Action item: Reproduce exactly, with no other output, every line of the data below from the line containing "Query: japanese characters on blue cloth" to the end, inclusive.

-- Opening Marker --

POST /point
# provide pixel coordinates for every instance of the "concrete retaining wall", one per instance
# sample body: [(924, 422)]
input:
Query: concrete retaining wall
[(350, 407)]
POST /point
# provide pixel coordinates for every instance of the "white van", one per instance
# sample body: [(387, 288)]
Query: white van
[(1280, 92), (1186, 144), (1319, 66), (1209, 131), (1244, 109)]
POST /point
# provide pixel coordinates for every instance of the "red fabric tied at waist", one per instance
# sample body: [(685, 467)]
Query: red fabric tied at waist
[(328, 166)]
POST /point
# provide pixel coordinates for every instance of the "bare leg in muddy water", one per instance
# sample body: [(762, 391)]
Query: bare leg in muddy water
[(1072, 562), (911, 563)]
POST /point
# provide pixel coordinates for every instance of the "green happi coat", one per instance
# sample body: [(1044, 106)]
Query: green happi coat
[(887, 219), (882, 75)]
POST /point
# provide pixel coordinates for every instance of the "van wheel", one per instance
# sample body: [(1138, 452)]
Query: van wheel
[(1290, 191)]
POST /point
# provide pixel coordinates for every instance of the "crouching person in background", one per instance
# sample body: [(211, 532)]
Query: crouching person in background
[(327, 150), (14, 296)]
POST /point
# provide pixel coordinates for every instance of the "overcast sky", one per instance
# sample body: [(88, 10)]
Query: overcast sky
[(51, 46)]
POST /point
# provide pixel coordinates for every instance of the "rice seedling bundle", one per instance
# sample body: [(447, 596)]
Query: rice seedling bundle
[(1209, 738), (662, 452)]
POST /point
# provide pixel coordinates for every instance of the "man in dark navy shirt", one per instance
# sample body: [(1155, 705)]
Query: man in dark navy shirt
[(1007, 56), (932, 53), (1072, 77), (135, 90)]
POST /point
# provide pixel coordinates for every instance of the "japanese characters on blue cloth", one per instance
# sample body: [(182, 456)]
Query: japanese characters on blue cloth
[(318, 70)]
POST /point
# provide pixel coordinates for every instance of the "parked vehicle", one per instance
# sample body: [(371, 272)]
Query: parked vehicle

-- Closing Marker --

Exercise response:
Query: japanese characters on blue cloth
[(318, 70)]
POST /point
# provide pixel coordinates for every instance of the "parked vehicle", one per instance
# sample body: [(371, 272)]
Query: parked vehicle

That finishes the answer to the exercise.